- Given text -

*-*-*

HISTORYAT A GLANCE |
THE SAFAVIDS
(1501-1722)(Part 1.)
The Safavids were leaders of a militant Sufi
order. They traced their ancestry to Shaykh Safi ad Din (died circa 1334), the
founder of their order, who claimed descent from Shia Islam's Seventh Imam, Musa
al Kazim. From their home base in Ardabil, they recruited followers among the
Turkoman tribesmen of Anatolia and forged them into an effective fighting force
and an instrument for territorial expansion. Sometime in the mid-fifteenth
century, the Safavids adopted Shia Islam, and their movement became highly
millenarian in character. In 1501, under their leader Ismail, the Safavids
seized power in Tabriz, which became their capital. Ismail was proclaimed shah
of Iran. The rise of the Safavids marks the reemergence in Iran of a powerful
central authority within geographical boundaries attained by former Iranian
empires. The Safavids declared Shia Islam the state religion and used
proselytizing and force to convert the large majority of Muslims in Iran to the
Shia sect. Under the early Safavids, Iran was a theocracy in which state and
religion were closely intertwined. Ismail's followers venerated him not only as
the murshid-kamil, the perfect guide, but also as an emanation of the Godhead.

*-*-*

- Objective a -
Reproduce the Safavid passage word for word, in full.
The Safavid passage and the entries have nothing to do with each other.

- Data listing -
*-*-*

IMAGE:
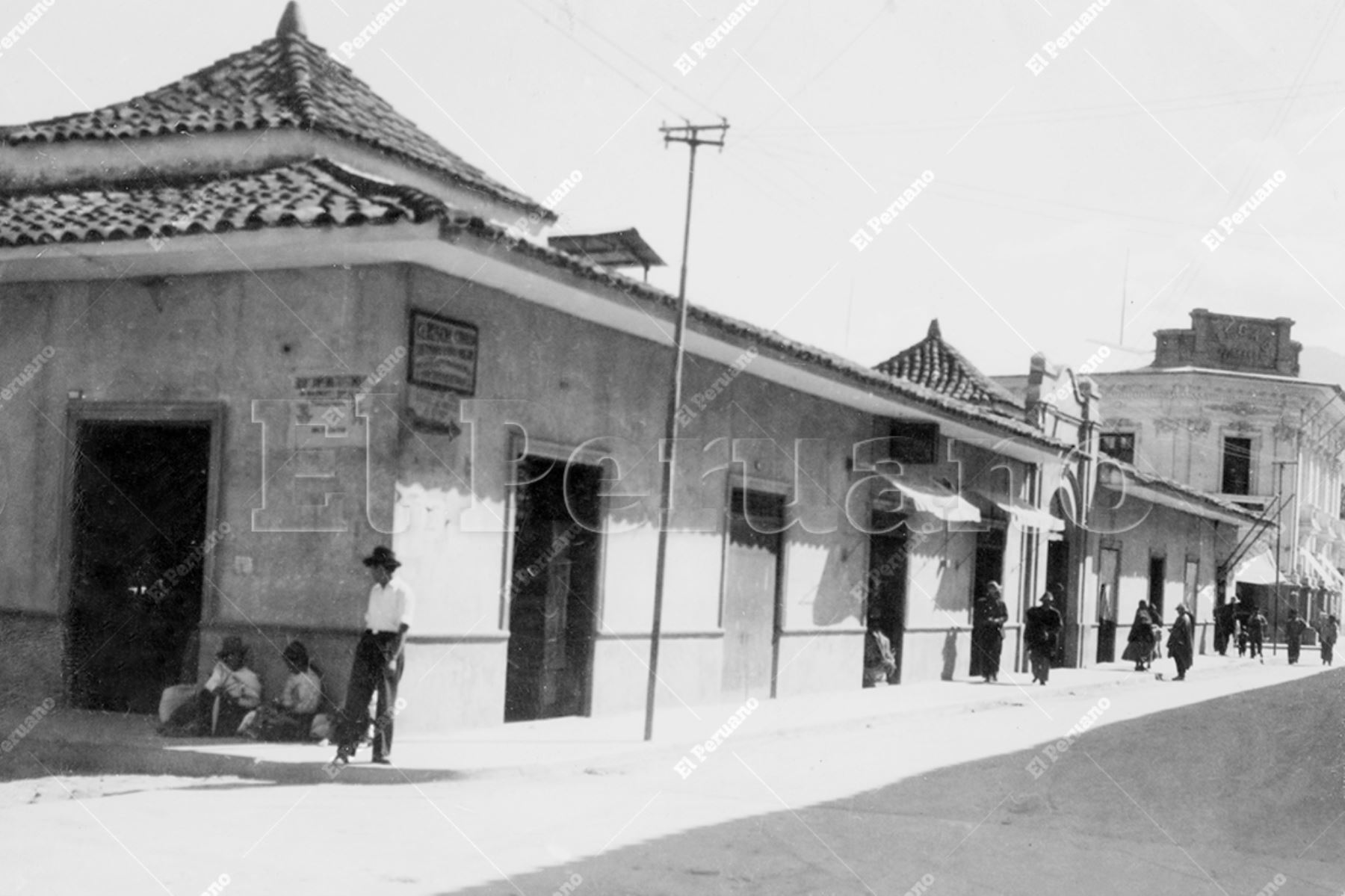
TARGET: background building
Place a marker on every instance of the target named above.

*-*-*

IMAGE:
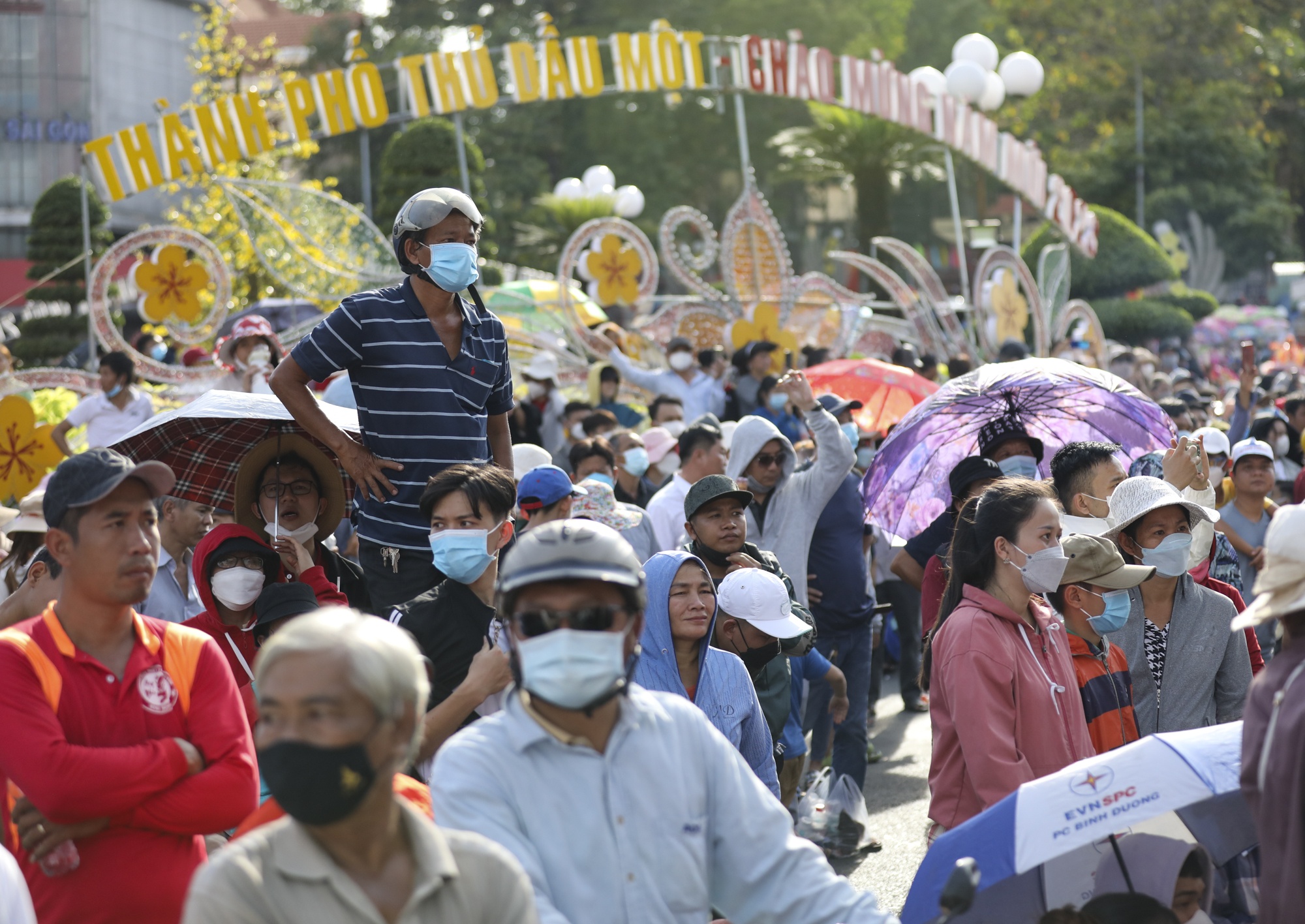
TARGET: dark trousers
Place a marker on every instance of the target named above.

*-*-*

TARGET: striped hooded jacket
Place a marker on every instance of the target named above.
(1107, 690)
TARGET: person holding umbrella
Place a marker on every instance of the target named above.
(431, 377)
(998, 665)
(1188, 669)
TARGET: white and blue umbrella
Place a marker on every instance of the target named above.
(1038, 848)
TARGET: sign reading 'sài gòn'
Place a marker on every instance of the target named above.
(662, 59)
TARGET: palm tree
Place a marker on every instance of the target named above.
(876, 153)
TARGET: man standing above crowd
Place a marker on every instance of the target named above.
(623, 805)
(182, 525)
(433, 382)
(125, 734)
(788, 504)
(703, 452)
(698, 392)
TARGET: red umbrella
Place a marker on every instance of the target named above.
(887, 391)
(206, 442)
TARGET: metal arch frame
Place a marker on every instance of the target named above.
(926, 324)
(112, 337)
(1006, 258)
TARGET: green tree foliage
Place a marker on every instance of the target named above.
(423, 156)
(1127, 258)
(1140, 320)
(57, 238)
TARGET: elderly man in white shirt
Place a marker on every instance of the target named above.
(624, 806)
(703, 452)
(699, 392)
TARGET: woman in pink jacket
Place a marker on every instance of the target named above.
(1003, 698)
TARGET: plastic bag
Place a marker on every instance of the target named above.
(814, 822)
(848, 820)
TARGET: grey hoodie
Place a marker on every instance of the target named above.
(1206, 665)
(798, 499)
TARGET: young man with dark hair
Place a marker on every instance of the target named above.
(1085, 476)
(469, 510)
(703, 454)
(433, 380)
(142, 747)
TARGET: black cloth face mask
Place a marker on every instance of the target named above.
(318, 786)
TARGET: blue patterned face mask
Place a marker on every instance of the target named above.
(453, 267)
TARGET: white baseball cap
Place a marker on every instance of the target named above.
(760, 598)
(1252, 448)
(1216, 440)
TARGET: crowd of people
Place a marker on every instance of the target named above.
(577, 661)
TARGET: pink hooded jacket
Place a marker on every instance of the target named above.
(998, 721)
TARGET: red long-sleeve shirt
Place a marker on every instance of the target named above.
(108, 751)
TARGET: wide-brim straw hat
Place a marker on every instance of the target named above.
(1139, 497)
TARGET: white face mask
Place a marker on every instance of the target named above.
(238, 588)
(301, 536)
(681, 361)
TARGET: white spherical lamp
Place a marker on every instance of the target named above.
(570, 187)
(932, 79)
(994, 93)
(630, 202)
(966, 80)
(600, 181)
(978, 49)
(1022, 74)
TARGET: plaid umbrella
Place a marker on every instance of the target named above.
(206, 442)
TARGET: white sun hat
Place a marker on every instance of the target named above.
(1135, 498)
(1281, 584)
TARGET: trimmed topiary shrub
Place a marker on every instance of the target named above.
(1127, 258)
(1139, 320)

*-*-*

- Objective b -
Please rewrite the entries between the lines holding "TARGET: plaid umbrella" and "(1139, 320)", inclusive, putting "hedge" in place of "topiary shrub" and leaving everything else unchanged. Return only those lines.

- Correct output a -
HISTORYAT A GLANCE |
THE SAFAVIDS
(1501-1722)(Part 1.)
The Safavids were leaders of a militant Sufi
order. They traced their ancestry to Shaykh Safi ad Din (died circa 1334), the
founder of their order, who claimed descent from Shia Islam's Seventh Imam, Musa
al Kazim. From their home base in Ardabil, they recruited followers among the
Turkoman tribesmen of Anatolia and forged them into an effective fighting force
and an instrument for territorial expansion. Sometime in the mid-fifteenth
century, the Safavids adopted Shia Islam, and their movement became highly
millenarian in character. In 1501, under their leader Ismail, the Safavids
seized power in Tabriz, which became their capital. Ismail was proclaimed shah
of Iran. The rise of the Safavids marks the reemergence in Iran of a powerful
central authority within geographical boundaries attained by former Iranian
empires. The Safavids declared Shia Islam the state religion and used
proselytizing and force to convert the large majority of Muslims in Iran to the
Shia sect. Under the early Safavids, Iran was a theocracy in which state and
religion were closely intertwined. Ismail's followers venerated him not only as
the murshid-kamil, the perfect guide, but also as an emanation of the Godhead.

- Correct output b -
TARGET: plaid umbrella
Place a marker on every instance of the target named above.
(206, 442)
TARGET: white sun hat
Place a marker on every instance of the target named above.
(1135, 498)
(1281, 584)
TARGET: trimmed hedge
Place a marker on every instance of the target named above.
(1127, 258)
(1139, 320)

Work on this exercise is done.